### What the task asks
Below are records; copy every line in them that holds the word "mallard".

### Data in this exercise
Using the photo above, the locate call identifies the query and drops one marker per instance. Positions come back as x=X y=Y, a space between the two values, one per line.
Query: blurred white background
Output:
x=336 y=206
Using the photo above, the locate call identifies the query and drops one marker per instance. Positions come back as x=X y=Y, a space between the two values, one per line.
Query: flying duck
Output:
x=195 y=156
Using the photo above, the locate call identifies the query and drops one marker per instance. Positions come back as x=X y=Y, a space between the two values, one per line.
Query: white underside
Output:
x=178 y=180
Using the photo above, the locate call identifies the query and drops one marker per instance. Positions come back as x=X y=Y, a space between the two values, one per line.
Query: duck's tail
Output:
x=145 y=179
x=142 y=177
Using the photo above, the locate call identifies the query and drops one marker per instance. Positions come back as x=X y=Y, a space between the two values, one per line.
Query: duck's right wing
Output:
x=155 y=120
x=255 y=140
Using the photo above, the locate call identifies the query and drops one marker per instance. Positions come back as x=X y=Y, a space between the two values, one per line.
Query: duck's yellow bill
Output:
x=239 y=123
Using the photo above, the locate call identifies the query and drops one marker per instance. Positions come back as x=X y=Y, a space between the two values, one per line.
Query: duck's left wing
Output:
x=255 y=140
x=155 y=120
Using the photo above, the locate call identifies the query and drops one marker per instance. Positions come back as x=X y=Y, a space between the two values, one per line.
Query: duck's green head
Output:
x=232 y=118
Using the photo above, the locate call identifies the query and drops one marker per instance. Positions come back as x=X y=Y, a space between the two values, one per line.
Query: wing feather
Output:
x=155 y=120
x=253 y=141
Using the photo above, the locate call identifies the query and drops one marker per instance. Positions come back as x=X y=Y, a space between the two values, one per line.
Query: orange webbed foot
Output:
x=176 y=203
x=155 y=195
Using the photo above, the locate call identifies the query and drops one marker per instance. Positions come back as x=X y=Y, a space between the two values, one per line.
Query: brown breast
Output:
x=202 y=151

* * *

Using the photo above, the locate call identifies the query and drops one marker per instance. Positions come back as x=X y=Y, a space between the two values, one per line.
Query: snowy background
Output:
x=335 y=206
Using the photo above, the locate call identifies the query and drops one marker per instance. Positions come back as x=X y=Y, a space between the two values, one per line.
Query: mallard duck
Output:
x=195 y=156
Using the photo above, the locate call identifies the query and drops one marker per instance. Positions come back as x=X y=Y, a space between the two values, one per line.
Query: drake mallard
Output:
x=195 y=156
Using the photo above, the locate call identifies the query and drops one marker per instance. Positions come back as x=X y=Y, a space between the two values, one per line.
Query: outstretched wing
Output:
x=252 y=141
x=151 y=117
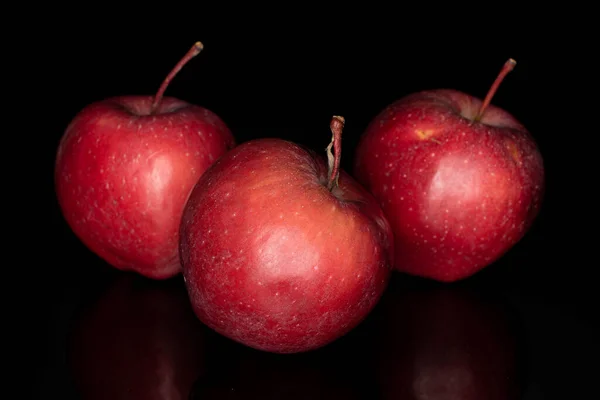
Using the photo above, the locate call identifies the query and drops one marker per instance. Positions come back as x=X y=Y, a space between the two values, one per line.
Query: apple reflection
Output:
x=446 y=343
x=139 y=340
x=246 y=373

### Completed exercise
Query: mallard duck
Query: drake mallard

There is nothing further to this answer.